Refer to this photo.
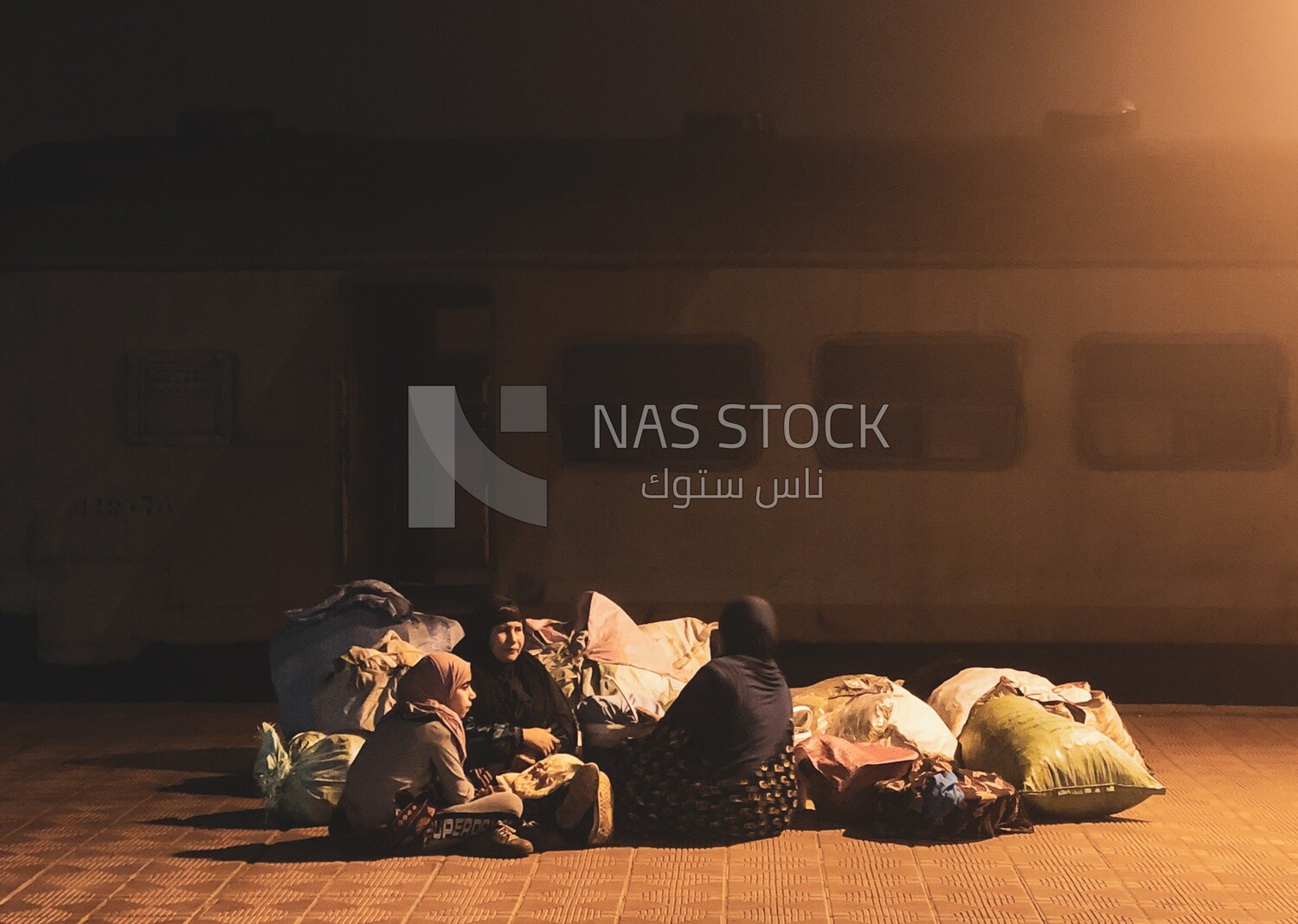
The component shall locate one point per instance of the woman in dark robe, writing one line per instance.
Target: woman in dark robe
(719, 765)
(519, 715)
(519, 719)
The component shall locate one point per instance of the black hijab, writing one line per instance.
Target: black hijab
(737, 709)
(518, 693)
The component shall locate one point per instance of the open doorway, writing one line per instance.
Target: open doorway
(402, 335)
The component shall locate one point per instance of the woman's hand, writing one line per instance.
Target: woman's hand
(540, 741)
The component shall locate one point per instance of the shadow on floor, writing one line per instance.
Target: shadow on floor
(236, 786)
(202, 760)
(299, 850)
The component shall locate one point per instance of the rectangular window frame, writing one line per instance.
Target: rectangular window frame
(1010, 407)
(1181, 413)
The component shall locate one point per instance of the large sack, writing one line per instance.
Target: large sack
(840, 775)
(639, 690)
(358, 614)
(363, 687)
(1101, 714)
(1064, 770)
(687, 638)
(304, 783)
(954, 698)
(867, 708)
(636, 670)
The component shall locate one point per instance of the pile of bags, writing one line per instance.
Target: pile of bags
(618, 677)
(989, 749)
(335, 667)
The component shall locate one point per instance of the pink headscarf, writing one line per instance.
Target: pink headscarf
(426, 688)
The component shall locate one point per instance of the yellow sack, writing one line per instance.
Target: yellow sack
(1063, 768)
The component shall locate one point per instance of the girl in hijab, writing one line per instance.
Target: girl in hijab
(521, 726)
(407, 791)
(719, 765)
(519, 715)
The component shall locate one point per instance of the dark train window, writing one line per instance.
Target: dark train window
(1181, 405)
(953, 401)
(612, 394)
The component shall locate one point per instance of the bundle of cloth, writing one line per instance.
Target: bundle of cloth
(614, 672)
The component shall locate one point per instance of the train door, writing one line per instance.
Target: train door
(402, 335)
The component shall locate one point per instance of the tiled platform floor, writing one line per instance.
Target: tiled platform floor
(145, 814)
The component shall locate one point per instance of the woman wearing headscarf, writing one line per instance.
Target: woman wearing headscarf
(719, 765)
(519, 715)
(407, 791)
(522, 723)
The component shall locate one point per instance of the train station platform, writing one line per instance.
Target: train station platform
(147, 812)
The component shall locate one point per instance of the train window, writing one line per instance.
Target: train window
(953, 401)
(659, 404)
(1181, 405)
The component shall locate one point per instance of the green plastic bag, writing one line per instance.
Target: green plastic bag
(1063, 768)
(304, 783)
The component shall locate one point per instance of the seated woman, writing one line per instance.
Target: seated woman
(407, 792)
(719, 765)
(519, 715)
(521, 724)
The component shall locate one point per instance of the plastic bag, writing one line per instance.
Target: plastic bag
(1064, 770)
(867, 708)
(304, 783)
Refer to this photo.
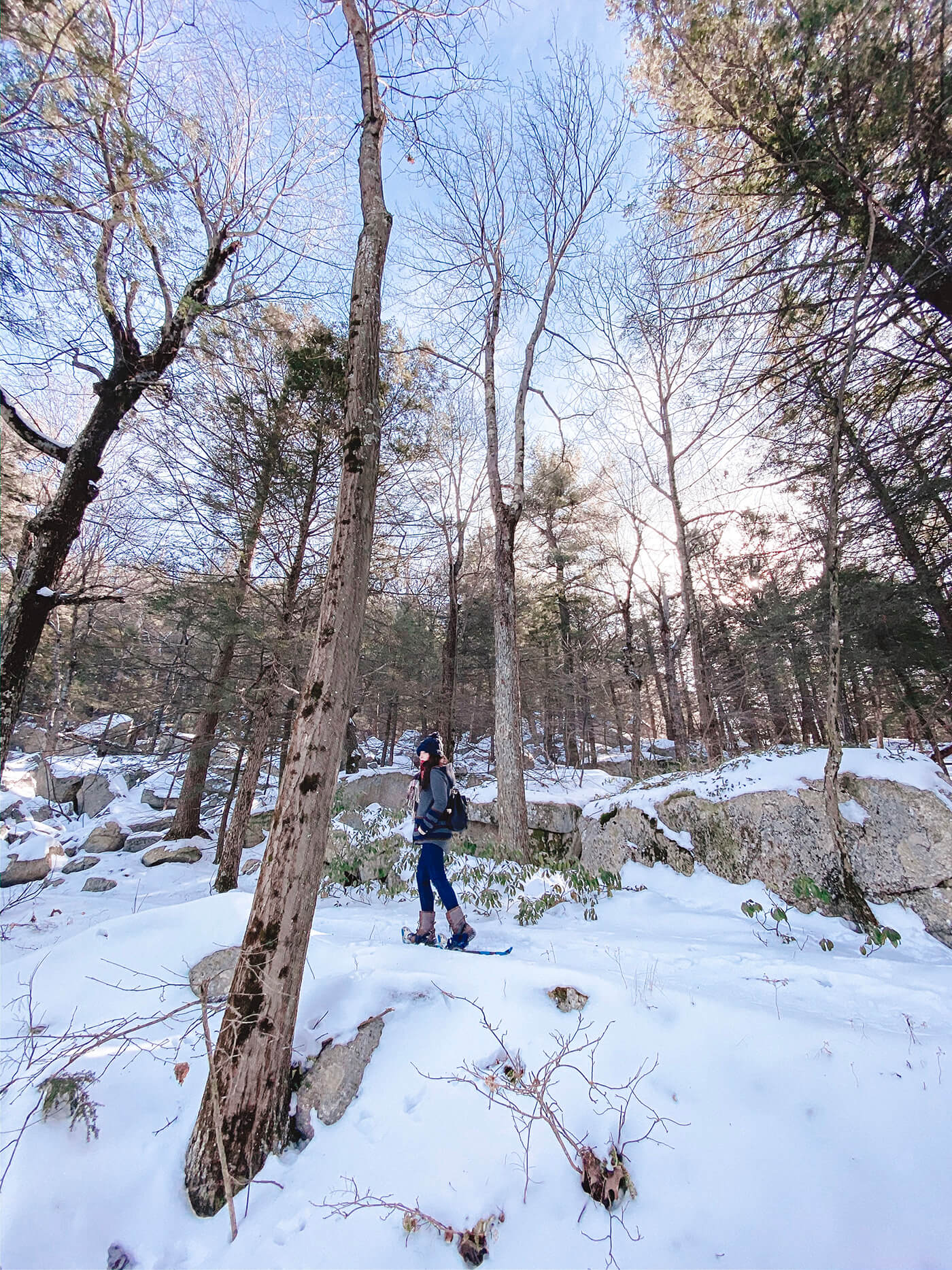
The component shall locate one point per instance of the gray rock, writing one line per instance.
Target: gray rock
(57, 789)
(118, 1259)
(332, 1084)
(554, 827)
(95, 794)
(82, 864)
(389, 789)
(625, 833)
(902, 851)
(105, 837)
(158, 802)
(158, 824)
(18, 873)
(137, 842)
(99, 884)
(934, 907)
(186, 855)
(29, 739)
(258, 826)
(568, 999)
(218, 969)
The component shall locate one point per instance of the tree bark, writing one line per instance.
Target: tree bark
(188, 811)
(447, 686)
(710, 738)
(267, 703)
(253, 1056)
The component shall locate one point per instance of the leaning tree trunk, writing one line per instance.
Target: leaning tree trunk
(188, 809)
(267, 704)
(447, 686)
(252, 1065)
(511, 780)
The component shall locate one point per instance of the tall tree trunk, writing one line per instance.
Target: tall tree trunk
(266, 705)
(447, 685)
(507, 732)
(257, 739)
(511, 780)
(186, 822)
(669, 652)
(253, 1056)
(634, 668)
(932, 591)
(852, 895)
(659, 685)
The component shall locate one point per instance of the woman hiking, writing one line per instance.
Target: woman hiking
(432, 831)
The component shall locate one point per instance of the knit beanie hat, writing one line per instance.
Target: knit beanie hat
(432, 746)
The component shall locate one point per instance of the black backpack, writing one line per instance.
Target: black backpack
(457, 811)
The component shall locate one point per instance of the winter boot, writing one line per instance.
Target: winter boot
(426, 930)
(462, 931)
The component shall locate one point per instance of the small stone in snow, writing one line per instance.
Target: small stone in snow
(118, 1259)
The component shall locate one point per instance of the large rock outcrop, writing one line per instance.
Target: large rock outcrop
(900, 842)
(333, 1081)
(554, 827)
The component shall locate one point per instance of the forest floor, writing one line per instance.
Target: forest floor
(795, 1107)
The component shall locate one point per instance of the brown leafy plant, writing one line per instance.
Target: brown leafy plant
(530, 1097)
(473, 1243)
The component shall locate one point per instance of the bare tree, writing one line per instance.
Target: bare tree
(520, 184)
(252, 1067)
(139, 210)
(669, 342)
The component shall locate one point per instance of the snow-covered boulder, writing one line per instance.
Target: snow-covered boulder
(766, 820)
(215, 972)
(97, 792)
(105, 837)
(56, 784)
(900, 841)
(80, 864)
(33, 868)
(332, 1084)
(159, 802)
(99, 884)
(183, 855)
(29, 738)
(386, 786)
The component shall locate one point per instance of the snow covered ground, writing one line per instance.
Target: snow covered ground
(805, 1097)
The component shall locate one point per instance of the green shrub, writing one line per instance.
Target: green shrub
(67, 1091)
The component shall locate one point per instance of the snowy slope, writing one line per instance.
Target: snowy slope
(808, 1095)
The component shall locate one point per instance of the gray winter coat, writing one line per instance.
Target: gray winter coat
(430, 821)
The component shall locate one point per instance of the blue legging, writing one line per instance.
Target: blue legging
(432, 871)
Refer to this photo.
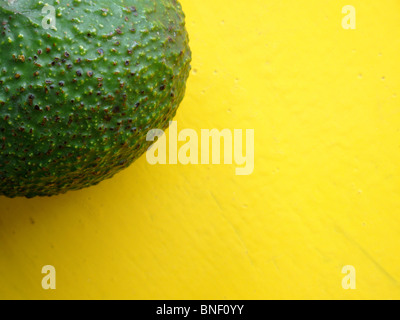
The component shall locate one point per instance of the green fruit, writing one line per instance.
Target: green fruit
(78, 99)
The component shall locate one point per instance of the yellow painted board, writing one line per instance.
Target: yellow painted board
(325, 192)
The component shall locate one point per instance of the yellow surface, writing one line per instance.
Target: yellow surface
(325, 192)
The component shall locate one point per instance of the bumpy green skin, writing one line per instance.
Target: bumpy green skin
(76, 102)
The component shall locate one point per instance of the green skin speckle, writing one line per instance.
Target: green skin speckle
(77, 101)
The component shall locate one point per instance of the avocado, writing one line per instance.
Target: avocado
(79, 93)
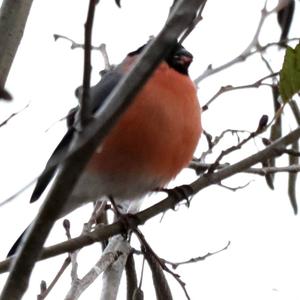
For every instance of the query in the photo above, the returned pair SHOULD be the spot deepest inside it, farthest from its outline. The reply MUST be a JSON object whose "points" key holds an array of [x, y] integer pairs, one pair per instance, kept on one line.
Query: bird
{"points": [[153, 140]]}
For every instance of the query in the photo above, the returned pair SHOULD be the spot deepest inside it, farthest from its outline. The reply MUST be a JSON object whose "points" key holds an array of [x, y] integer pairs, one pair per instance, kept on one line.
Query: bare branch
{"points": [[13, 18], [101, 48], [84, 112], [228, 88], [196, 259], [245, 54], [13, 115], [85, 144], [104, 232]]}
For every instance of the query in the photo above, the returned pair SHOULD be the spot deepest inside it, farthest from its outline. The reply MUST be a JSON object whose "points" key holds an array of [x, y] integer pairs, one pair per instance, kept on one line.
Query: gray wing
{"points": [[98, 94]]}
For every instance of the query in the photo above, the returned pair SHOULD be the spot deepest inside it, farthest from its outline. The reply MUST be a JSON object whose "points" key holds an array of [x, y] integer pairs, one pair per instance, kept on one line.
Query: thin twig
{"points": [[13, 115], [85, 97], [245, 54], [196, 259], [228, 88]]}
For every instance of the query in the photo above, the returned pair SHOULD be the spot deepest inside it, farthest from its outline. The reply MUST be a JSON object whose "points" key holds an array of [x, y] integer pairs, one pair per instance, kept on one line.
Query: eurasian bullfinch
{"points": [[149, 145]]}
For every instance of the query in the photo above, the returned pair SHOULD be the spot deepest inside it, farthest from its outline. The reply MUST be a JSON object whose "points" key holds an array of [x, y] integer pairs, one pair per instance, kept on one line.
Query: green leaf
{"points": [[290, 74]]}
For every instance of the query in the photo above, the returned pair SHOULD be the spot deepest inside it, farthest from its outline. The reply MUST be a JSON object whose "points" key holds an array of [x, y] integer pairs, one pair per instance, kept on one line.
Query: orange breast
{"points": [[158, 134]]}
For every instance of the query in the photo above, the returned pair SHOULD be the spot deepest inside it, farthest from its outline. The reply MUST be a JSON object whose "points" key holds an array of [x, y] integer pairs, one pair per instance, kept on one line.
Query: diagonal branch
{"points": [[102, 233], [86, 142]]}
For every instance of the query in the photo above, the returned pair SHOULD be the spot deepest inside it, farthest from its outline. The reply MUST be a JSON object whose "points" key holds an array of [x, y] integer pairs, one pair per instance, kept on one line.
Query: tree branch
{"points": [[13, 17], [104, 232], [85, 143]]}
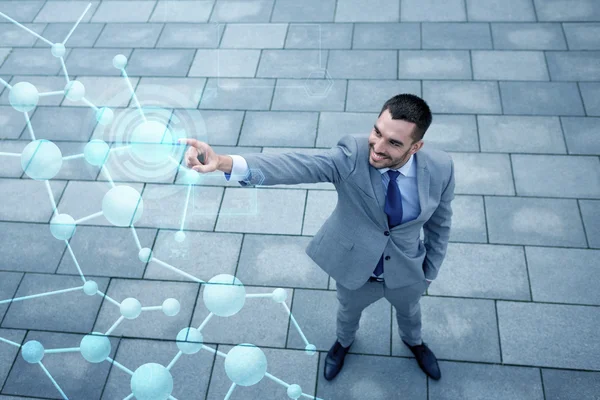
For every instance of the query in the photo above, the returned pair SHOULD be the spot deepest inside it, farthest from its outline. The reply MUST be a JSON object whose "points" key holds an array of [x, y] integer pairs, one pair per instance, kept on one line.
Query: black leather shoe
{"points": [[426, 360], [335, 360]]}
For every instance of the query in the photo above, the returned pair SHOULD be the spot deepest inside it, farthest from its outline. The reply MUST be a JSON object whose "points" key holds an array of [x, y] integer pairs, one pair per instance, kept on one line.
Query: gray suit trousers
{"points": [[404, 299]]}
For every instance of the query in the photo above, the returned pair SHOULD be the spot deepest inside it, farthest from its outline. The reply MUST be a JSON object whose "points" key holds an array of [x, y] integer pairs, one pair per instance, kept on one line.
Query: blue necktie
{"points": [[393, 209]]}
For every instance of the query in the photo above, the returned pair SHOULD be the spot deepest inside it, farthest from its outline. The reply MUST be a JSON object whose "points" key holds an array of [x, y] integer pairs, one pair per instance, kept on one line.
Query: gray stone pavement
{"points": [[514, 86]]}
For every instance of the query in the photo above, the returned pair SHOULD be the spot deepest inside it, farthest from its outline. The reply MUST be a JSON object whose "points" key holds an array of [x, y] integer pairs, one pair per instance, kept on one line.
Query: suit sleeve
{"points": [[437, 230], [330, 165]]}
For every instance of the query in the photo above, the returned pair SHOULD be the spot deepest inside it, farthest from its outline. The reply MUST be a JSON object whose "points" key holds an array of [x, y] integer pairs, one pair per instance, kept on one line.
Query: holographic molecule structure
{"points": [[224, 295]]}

+++

* [What needs to be done]:
Find every line in the records that contains the string "backpack" and copy each one. Match case exactly.

* [Correct response]:
The component shall locate one point per instance of the black backpack, writing one line per instance.
Target: black backpack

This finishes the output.